----- ИСХОДНЫЙ ТЕКСТ

В диалоге с Варгасом Льосой Гарсиа Маркес признавался, что его творчество — «поэтическая переработка собственного опыта»[241], частью которого является одиночество — «сокровенная материя» книг Гарсиа Маркеса (по словам Варгаса Льосы). Убежденный, что каждый «человек совершенно одинок», Гарсиа Маркес воспринимает эту участь и это состояние в чрезвычайно широком спектре, от метафизического, фатального, нравственно-психологического до национального и социально-политического: «…одиночество — это всеобщее свойство человеческой натуры… возможно, это результат отчуждения латиноамериканского человека, и в этом случае я выступаю уже с социальных, даже политических позиций в гораздо большей степени, чем предполагал». А в плане чисто писательских интересов — художественное познание этого феномена. «…Я думаю, что ступаю на опасную почву, — размышляет Гарсиа Маркес в разговоре с Варгасом Льосой, — пытаясь объяснить себе самому одиночество, которое выражаю в своем творчестве и которое, в разных его проявлениях, стараюсь отыскать. Уверен, в тот день, когда этот процесс станет у меня сознательным, когда я буду точно знать, откуда все это берется, я потеряю к этой теме всякий интерес»[242].

----------

_ЗАДАНИЕ_:
Напишите продолжение приведенного выше отрывка об одиночестве в творчестве Гарсиа Маркеса, начиная сразу после его последнего предложения.

----- МАТЕРИАЛ

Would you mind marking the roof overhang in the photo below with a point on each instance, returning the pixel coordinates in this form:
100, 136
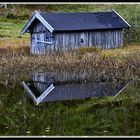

----------

_ОТВЕТ_:
Сам Гарсиа Маркес не склонен говорить об образной и структурной метафоричности своих произведений, хотя подчас метафорически выражает художественную суть своих романов, желая, скажем, чтобы его «Сто лет одиночества» своей «способностью проникать в реальность» смог бы «эту действительность вывернуть наизнанку, чтобы показать, какова она, эта действительность, с другой стороны»[243]. В «художественной стихии» романов Гарсиа Маркеса (и не только в книге «Сто лет одиночества», но и в «Осени патриарха» и в «Любви во время чумы») метафора — «универсальная форма мышления, в которой соединяются художник и мыслитель, структура и живая ткань». И метафоризация в прозе Гарсиа Маркеса подобна философскому осмыслению этой «формы» Айрис Мёрдок: «Развитие сознания у людей неразрывно связано с использованием метафоры. Метафоры не просто периферийные украшения или даже полезные модели; это основные формы нашего осознания собственного состояния: метафоры места, метафоры движения, метафоры видения»[244].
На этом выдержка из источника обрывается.